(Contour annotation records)
■ ■ ■ ■ ■

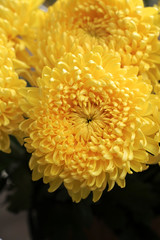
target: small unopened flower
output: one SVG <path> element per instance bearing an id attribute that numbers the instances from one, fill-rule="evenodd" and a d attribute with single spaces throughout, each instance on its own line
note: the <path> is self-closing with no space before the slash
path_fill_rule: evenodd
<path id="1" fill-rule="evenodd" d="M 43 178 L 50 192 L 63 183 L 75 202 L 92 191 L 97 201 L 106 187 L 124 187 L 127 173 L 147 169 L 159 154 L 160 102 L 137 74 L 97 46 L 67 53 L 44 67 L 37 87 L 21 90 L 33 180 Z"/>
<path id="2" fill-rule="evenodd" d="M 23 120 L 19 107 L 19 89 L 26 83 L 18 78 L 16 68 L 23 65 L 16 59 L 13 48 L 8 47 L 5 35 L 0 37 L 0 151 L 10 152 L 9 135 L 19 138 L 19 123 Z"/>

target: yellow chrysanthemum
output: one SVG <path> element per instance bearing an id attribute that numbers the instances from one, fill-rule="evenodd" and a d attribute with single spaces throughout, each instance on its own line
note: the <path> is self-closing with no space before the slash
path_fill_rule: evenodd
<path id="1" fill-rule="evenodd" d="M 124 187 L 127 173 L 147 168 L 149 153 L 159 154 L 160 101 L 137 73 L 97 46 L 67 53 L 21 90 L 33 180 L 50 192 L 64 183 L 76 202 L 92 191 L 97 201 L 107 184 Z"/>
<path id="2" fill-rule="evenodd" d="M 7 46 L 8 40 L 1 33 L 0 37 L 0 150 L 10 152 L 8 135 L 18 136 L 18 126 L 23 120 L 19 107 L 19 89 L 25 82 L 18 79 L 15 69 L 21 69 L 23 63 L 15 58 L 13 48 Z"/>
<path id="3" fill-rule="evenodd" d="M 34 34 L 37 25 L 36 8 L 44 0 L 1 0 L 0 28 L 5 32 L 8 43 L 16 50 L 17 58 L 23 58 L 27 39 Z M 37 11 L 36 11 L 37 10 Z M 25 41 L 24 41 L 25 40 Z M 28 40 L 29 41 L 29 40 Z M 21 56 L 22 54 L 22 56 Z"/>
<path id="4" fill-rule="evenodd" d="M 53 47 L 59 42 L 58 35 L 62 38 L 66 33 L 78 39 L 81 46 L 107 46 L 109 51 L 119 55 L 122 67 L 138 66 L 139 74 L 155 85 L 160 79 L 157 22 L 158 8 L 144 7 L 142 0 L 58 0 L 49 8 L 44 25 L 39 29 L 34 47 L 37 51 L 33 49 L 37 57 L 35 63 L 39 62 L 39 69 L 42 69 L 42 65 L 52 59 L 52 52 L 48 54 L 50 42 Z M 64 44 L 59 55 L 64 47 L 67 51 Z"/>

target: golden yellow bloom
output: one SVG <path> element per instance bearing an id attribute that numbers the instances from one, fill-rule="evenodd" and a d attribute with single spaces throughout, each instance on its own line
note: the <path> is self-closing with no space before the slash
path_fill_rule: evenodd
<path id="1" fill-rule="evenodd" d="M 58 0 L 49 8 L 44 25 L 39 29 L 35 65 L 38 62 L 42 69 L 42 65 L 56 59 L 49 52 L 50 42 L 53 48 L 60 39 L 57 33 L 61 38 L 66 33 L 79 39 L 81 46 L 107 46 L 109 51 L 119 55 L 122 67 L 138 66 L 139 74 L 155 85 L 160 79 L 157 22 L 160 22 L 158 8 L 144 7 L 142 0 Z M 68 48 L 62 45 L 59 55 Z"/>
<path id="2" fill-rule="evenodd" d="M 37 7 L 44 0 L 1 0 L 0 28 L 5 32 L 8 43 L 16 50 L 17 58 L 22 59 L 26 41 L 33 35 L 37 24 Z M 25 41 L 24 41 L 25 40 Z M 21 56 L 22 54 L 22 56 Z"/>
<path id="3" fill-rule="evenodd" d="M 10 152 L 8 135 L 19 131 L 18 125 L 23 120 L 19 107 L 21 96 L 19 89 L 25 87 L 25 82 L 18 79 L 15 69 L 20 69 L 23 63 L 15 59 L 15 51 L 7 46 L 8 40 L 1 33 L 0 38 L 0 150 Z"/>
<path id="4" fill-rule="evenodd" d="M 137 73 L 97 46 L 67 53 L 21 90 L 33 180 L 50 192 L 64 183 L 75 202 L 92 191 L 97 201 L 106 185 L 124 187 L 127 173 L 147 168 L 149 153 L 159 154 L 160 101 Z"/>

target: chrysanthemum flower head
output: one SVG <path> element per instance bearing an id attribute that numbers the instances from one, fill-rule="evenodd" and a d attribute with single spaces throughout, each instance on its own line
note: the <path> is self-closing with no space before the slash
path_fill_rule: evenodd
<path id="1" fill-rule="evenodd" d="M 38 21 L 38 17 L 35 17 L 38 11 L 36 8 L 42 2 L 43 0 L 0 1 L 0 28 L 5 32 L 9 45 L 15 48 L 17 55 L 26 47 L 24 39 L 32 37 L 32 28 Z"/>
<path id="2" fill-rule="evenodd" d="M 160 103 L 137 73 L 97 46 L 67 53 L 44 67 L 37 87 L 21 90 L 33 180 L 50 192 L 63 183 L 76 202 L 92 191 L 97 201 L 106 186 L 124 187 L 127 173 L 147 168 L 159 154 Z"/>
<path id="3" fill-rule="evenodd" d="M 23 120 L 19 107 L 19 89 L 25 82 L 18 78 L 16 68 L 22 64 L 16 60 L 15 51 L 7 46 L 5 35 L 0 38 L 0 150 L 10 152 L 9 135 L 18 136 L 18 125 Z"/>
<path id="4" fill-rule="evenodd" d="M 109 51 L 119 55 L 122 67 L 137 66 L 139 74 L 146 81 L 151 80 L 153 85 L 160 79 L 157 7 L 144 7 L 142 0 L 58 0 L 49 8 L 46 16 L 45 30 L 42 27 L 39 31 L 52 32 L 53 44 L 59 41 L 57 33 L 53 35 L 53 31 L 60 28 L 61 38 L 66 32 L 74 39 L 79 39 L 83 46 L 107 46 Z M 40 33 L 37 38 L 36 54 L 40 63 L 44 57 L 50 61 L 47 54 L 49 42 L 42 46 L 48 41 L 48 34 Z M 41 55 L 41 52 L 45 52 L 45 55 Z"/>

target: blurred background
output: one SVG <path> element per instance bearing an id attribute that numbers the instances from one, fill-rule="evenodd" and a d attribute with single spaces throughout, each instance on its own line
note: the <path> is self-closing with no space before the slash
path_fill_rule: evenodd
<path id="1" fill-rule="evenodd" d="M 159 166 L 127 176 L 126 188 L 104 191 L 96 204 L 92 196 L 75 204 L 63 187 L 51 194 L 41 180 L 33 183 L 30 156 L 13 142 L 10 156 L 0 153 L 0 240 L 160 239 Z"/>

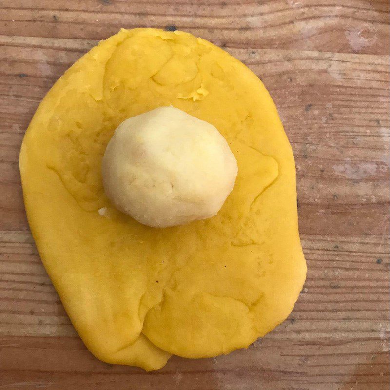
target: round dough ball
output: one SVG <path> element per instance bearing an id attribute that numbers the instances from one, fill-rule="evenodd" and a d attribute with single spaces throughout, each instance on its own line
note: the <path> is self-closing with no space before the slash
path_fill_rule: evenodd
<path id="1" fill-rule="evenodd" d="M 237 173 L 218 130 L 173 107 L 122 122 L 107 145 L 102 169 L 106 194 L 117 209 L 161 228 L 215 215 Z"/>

■ ■ ■ ■ ■

# INSTRUCTION
Leave out every picture and copy verbatim the lines running from the line containing "target: blurred background" through the final line of the data.

# EXPECTED ANSWER
target: blurred background
output: one SVG <path> element per instance bearing an id attribute that numbers the instances from one, fill-rule="evenodd" and a d attribute with single spaces throughout, each instance on its own line
note: the <path> is self-closing with no space before the slash
path_fill_rule: evenodd
<path id="1" fill-rule="evenodd" d="M 159 166 L 127 176 L 126 188 L 104 191 L 96 204 L 92 196 L 75 204 L 63 187 L 51 194 L 41 180 L 33 183 L 30 156 L 13 142 L 10 156 L 0 153 L 0 240 L 160 239 Z"/>

target: round dough ball
output: one SVG <path> element per instance bearing an id attribute that numbers the instances from one, fill-rule="evenodd" and a d attribute with single spaces throughout, each instance on its own line
note: the <path> is self-closing with no space before the slash
path_fill_rule: evenodd
<path id="1" fill-rule="evenodd" d="M 237 173 L 218 130 L 173 107 L 122 122 L 107 145 L 102 169 L 106 194 L 117 209 L 161 228 L 215 215 Z"/>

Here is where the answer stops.